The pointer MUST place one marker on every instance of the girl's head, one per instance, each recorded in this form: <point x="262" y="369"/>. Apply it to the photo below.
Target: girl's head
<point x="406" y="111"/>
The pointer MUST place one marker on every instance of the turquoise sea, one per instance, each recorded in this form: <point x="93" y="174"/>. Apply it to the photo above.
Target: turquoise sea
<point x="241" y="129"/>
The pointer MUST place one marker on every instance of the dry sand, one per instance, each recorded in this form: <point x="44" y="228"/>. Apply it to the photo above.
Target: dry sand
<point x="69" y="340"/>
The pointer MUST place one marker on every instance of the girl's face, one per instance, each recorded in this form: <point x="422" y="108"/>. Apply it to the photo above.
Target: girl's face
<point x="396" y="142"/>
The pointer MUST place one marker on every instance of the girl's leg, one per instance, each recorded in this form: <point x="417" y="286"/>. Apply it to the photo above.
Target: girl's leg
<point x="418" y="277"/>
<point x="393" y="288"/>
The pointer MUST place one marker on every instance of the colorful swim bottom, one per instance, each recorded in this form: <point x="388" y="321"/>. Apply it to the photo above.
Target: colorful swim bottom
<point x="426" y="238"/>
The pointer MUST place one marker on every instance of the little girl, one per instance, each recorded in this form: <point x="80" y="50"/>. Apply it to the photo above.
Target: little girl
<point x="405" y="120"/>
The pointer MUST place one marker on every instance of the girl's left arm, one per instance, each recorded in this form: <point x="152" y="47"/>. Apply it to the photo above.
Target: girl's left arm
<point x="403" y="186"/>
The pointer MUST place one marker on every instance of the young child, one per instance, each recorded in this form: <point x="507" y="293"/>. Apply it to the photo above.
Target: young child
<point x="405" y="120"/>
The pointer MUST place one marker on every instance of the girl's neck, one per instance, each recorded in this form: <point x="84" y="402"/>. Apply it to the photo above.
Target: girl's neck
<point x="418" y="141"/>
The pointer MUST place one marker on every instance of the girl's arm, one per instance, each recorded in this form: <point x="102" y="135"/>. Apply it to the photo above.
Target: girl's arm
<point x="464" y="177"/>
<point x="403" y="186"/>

==================================================

Reproduce every line of the material above verbatim.

» **Answer to this exercise**
The pointer MUST place one marker on every instance of the girl's head, one per instance, each recorded in this form: <point x="262" y="369"/>. Apply it to the photo below.
Target: girl's head
<point x="406" y="111"/>
The pointer MUST place one marker on every instance of the turquoise sea, one per instance, each recorded in this form: <point x="93" y="174"/>. Apply it to the photo above.
Target: turquoise sea
<point x="241" y="129"/>
The pointer MUST place one marker on every instance of the dry sand, one per instance, each recorded in this form: <point x="44" y="228"/>. Apply it to the photo above.
Target: dry sand
<point x="69" y="340"/>
The pointer MUST place one marker on every instance of the girl's face, one per instance, each recorded in this form: <point x="422" y="108"/>. Apply it to the photo above.
Target: girl's face
<point x="396" y="142"/>
The pointer MUST place one marker on every instance of the girl's leg, one per instance, each recorded in this form: <point x="417" y="286"/>. Apply it to the photo above.
Target: girl's leg
<point x="418" y="277"/>
<point x="393" y="288"/>
The pointer MUST place one marker on every instance of the colorful swim bottom, one per instance, each recorded in this form: <point x="388" y="321"/>. Apply it to the photo above.
Target: colorful swim bottom
<point x="426" y="238"/>
The pointer MUST place one marker on every instance of the little girl, one per instance, each recorded in this form: <point x="80" y="50"/>. Apply it to the photo above.
Target: little girl
<point x="405" y="120"/>
The pointer MUST place one marker on every instance of the girl's left arm, one per instance, each recorded in this form: <point x="152" y="47"/>. Apply it to the photo above.
Target: girl's left arm
<point x="403" y="186"/>
The pointer MUST place one marker on every instance of the young child, one per instance, each recorded in this form: <point x="507" y="293"/>. Apply it to the photo above.
Target: young child
<point x="405" y="120"/>
The pointer MUST place one marker on every instance of the girl's neck, one per instance, each recorded in this form: <point x="84" y="402"/>. Apply it to the photo above.
Target: girl's neck
<point x="418" y="141"/>
The pointer MUST place one marker on every instance of the girl's arm, one per instance, each recorded in this form: <point x="102" y="135"/>. Apply it to the photo above.
Target: girl's arm
<point x="464" y="177"/>
<point x="403" y="186"/>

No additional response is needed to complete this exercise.